--- INPUT DATA ---
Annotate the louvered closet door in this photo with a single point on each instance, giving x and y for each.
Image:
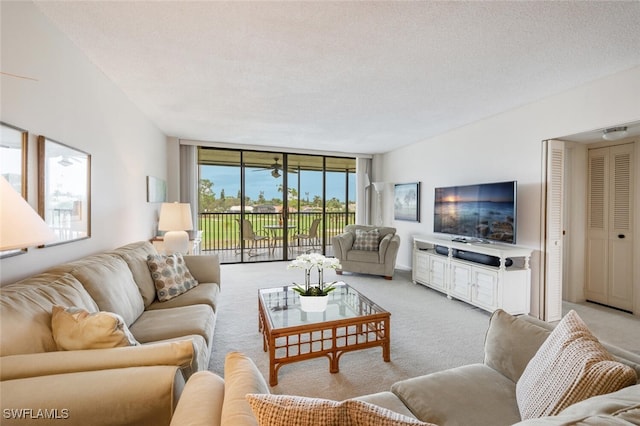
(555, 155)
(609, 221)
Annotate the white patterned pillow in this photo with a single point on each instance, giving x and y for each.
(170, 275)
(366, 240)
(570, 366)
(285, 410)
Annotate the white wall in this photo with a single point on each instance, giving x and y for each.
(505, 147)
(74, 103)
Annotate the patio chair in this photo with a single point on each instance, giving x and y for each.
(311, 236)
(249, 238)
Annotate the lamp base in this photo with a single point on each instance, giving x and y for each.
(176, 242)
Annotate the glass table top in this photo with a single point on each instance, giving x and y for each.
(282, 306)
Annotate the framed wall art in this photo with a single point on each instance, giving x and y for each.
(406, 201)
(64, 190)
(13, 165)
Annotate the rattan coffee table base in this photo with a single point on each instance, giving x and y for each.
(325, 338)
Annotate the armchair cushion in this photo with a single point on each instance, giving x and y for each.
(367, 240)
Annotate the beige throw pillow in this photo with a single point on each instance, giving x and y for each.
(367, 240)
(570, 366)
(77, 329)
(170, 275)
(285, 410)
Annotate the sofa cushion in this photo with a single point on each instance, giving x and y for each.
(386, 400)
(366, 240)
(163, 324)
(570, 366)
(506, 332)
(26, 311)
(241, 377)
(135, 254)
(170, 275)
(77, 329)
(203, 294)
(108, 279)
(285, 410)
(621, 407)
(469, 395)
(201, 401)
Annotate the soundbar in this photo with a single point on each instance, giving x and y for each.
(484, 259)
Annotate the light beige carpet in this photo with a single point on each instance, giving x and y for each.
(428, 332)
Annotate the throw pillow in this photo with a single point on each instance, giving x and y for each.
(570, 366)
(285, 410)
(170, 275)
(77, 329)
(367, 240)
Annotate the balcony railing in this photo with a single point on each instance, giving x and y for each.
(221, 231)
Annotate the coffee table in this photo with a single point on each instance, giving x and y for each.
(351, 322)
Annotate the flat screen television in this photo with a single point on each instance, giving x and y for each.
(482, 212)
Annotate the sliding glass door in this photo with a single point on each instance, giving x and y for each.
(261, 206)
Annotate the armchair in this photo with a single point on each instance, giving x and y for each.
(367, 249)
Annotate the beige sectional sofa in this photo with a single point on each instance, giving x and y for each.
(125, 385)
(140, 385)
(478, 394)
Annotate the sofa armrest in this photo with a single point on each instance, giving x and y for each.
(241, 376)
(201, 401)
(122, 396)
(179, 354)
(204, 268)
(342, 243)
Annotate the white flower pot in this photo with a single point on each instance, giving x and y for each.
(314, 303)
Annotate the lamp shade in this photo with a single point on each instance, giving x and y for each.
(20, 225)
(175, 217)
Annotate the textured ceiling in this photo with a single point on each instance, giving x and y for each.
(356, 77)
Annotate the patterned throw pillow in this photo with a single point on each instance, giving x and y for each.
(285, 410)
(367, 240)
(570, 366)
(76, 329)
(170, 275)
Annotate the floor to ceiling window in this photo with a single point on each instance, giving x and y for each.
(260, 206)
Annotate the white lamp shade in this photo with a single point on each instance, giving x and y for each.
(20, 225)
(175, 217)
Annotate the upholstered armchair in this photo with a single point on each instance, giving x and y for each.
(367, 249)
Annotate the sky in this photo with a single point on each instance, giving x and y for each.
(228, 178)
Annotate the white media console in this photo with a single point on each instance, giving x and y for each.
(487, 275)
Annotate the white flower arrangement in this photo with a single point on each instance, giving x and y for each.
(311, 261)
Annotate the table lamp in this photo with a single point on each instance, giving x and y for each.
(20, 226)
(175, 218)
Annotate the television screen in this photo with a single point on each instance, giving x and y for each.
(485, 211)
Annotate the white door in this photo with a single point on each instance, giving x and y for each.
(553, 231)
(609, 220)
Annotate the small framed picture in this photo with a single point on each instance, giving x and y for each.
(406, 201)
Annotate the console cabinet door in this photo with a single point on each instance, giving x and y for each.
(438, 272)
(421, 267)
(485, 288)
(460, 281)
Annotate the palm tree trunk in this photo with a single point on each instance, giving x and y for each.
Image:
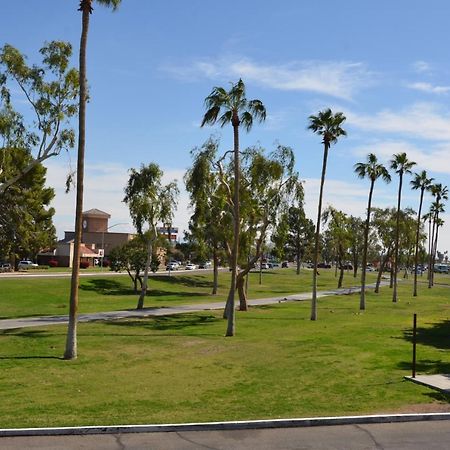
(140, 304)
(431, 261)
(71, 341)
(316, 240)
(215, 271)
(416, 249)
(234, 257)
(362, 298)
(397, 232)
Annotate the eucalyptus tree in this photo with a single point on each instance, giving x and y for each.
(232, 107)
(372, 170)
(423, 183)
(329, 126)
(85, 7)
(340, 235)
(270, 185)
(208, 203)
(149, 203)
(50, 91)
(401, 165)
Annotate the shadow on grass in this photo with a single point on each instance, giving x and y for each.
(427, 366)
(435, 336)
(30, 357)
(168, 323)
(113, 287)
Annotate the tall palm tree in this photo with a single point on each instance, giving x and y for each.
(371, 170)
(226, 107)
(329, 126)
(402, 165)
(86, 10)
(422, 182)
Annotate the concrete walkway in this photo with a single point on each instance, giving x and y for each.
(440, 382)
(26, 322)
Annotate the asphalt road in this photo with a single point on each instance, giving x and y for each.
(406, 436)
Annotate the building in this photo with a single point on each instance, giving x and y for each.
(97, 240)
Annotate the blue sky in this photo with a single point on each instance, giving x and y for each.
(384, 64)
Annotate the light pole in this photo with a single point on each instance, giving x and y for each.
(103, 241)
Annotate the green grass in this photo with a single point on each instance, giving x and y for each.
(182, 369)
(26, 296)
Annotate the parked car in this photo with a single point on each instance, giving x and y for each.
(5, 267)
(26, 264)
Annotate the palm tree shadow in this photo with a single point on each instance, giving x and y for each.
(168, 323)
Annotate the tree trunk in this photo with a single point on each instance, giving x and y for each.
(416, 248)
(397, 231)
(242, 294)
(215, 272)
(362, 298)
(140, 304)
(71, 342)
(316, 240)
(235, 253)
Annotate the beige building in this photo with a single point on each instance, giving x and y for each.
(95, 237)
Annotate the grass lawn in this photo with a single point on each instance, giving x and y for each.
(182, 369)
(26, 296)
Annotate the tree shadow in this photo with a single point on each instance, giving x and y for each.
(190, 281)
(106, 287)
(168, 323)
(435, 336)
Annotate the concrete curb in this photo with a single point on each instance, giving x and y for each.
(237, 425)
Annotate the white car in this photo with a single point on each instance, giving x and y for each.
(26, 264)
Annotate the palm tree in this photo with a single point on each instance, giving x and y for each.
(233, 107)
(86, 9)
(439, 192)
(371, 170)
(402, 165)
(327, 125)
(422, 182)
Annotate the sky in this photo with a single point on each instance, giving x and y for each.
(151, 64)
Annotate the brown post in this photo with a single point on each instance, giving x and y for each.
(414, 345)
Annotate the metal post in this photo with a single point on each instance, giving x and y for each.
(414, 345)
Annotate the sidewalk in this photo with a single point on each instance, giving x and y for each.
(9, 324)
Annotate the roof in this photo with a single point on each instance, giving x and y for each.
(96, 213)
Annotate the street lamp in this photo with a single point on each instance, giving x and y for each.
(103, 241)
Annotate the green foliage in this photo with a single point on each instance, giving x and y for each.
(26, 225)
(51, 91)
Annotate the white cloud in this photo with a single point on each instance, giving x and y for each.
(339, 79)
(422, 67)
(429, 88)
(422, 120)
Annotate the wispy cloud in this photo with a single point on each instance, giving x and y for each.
---
#### [AIM OF THE TASK]
Print the records word for word and exclude any picture they hold.

#### [THE COMPLETED TASK]
Annotate the louvered closet door in this photo with a single point on each instance, giving x and y for each.
Image:
(555, 155)
(609, 221)
Annotate the white patterned pillow in this photo with a single point on each instance, giving x and y for each.
(170, 275)
(366, 240)
(570, 366)
(285, 410)
Annotate the white wall in this photo with a single point on each instance, giving x and y for each.
(505, 147)
(74, 103)
Annotate the patio chair in this photo with a single point on each instance, giving x and y for each.
(311, 236)
(249, 238)
Annotate the lamp base in this photo with a single point on each instance, giving x and y for each.
(176, 242)
Annotate the glass table top in this photo with a single point on each instance, giving x and y for each.
(282, 306)
Annotate the framed wall art in this photo with a single point on each instance, giving x and y for each.
(406, 201)
(64, 190)
(13, 165)
Annotate the rattan coffee table base in this photo with a single point on each instance, giving x and y for each.
(325, 338)
Annotate the armchair cushion in this photo with a single point on each instance, giving x and y for each.
(367, 240)
Annotate the beige throw pillow in this photo with a single point on each instance, giving x and y for each.
(367, 240)
(570, 366)
(77, 329)
(170, 275)
(285, 410)
Annotate the sofa cushion in this photo with a single point on each instance, giving x and y for each.
(386, 400)
(366, 240)
(163, 324)
(570, 366)
(506, 332)
(26, 311)
(241, 377)
(135, 254)
(170, 275)
(77, 329)
(203, 294)
(108, 279)
(285, 410)
(621, 407)
(469, 395)
(201, 401)
Annotate the soundbar in this photo with a single point on each instance, giving x and y for each.
(484, 259)
Annotate the light beige carpet in this photo with a single point on each instance, giving x and y for each.
(428, 332)
Annotate the throw pillow in this photo with a single point on each instance, giving x and y for each.
(570, 366)
(285, 410)
(170, 275)
(77, 329)
(367, 240)
Annotate the balcony railing in this photo with a single point on each instance, giving x and y for each.
(221, 231)
Annotate the coffee table in this photo with a single point on each instance, giving x and y for each.
(351, 322)
Annotate the flat screen television in this photo with a single point on each instance, giving x and y for each.
(482, 212)
Annotate the sliding glass door in this photo with a single point on each instance, giving x and y for each.
(261, 206)
Annotate the armchair in this photo with a single point on each instance, giving x and y for each.
(367, 249)
Annotate the beige sectional sofa in this photo with a single point on each instance, giving x and y for each.
(125, 385)
(140, 385)
(478, 394)
Annotate the sofa armrest in this photo with a single point on each instance, giving x and y for each.
(241, 376)
(201, 401)
(122, 396)
(179, 354)
(204, 268)
(342, 243)
Annotate the white flower pot in this photo with a single point on each instance, giving x and y for each.
(314, 303)
Annotate the lamp shade in this photo with a single point on each instance, giving x and y for each.
(20, 225)
(175, 217)
Annotate the textured ceiling in this photo with a single point on each instance, giving x and y for each.
(356, 77)
Annotate the patterned throw pillow in this photo with a single point on each instance, giving x and y for each.
(285, 410)
(367, 240)
(570, 366)
(76, 329)
(170, 275)
Annotate the floor to ceiling window in this photo with a single point on each instance, giving x and y for each.
(260, 206)
Annotate the white lamp shade in this photo with a single point on each instance, giving x and y for each.
(20, 225)
(175, 217)
Annotate the upholstered armchair in this photo with a single point on each instance, giving x and y for each.
(367, 249)
Annotate the sky in this photo with a single point on each instance, giving x and y for each.
(228, 178)
Annotate the white media console in this photo with a single point on each instance, giving x and y for each.
(487, 275)
Annotate the white flower arrangement in this photo with a single point on each instance, giving x and y for each.
(311, 261)
Annotate the table lamp in this photo with a single point on each instance, giving x and y for each.
(20, 226)
(175, 218)
Annotate the television screen in this photo with a single point on each instance, giving x and y for each.
(485, 211)
Annotate the white door in this photo with a single point on each instance, giving x and y for each.
(553, 231)
(609, 220)
Annotate the small framed picture in this photo with a single point on each instance, giving x and y for each.
(406, 201)
Annotate the console cabinet door in this photo with a single point on each instance, giving x and y for each.
(438, 272)
(421, 267)
(485, 288)
(460, 281)
Annotate the palm tree trunk in this photo with a single point on each instance, giving x and y for each.
Image:
(140, 304)
(431, 261)
(71, 341)
(316, 240)
(215, 271)
(416, 249)
(234, 257)
(362, 298)
(397, 232)
Annotate the eucalyptus tree in this photo with a single point on each instance, giving x and y for each.
(232, 107)
(372, 170)
(423, 183)
(329, 126)
(85, 7)
(340, 235)
(270, 185)
(208, 203)
(149, 203)
(50, 91)
(401, 165)
Annotate the shadow on grass in this photo with a single point on each instance, giving x and y for each.
(427, 366)
(435, 336)
(30, 357)
(168, 323)
(113, 287)
Annotate the tall palm tree in this photo with a single point on each instance, giving x and y for each.
(371, 170)
(226, 107)
(329, 126)
(402, 165)
(86, 10)
(422, 182)
Annotate the concrete walkway in this photo with a single point on each instance, giving x and y for each.
(440, 382)
(26, 322)
Annotate the asphalt road in this photo with a single point on each instance, giving x and y for each.
(406, 436)
Annotate the building in this photo with a single point on each instance, giving x and y for each.
(97, 240)
Annotate the blue sky in this photo with a single point on each instance, giving x and y for each.
(384, 64)
Annotate the light pole in this photo with a single point on each instance, giving x and y for each.
(103, 241)
Annotate the green grass in this photo with a single point on each instance, giving x and y for each.
(182, 369)
(26, 296)
Annotate the parked car in this photo with a single point on each instance, giving x and y for each.
(5, 267)
(26, 264)
Annotate the palm tree shadow in this photo with a single point on each instance, giving x and y for each.
(168, 323)
Annotate the tree trunk in this photo with a single point on each instance, giving x and y for each.
(416, 248)
(397, 231)
(242, 294)
(215, 272)
(362, 298)
(140, 304)
(71, 342)
(316, 240)
(235, 253)
Annotate the beige building in this photo with a single point on each instance, giving x and y for each.
(95, 237)
Annotate the grass lawn in this photo with a single point on each instance, giving x and y for each.
(182, 369)
(26, 296)
Annotate the tree shadow in this photo with a single point on each instance, giving x and y for each.
(190, 281)
(106, 287)
(168, 323)
(435, 336)
Annotate the concrete curb in this photo with a single point on each instance, giving x and y for each.
(237, 425)
Annotate the white car in this photo with a single point on each instance, giving x and y for each.
(26, 264)
Annotate the palm tree in this photo with a single point on each instance, giving x and y for each.
(233, 107)
(86, 9)
(439, 192)
(371, 170)
(402, 165)
(327, 125)
(422, 182)
Annotate the sky in this photo with a single point on each instance, giving x and y for each.
(151, 64)
Annotate the brown post in this photo with a single point on each instance, giving x and y for each.
(414, 345)
Annotate the metal post in this photo with a single point on each instance, giving x and y for each.
(414, 345)
Annotate the sidewalk in this photo with a single point on each instance, giving x and y for each.
(9, 324)
Annotate the roof in this photo with a single point on each instance, giving x and y for each.
(96, 213)
Annotate the street lamp in this photo with a single point on each instance, giving x and y for each.
(103, 241)
Annotate the green foliage in this photo with a single point on each instance, giving x and y for each.
(26, 225)
(51, 91)
Annotate the white cloud in this photo with a single point on each instance, giving x and y for each.
(339, 79)
(422, 67)
(429, 88)
(422, 120)
Annotate the wispy cloud in this photo with a single point on each instance, giving x and y for each.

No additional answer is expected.